Given request: Rewrite every line of the records below as a numbered list, omitting any blank lines.
::::::
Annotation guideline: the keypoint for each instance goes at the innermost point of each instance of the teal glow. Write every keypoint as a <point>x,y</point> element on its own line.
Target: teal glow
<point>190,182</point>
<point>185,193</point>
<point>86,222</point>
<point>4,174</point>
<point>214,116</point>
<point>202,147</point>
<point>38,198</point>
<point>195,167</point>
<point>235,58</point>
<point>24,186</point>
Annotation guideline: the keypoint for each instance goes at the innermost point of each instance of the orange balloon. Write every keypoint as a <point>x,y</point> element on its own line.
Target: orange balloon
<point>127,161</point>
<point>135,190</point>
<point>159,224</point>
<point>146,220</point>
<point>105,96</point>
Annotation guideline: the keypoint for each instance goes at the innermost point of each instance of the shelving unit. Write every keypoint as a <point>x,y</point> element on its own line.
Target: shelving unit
::::::
Task answer:
1. Annotation guideline: the keypoint for each instance goes at the innermost point of each instance of the teal glow. Write every keypoint as a <point>x,y</point> element on its own line.
2. Target: teal glow
3. <point>190,182</point>
4. <point>185,193</point>
5. <point>86,222</point>
6. <point>4,174</point>
7. <point>214,116</point>
8. <point>202,147</point>
9. <point>38,198</point>
10. <point>195,167</point>
11. <point>235,58</point>
12. <point>24,186</point>
13. Annotation guideline: the keypoint for each instance goes at the innermost point of each instance of the orange balloon. Write every keypoint as a <point>x,y</point> element on its own line.
14. Target: orange balloon
15. <point>127,161</point>
16. <point>135,190</point>
17. <point>159,224</point>
18. <point>146,220</point>
19. <point>105,96</point>
20. Annotation guideline: the keypoint for each instance goes at the innermost point of each instance of the shelving unit. Write every keypoint as a <point>x,y</point> element on its own line.
21. Target: shelving unit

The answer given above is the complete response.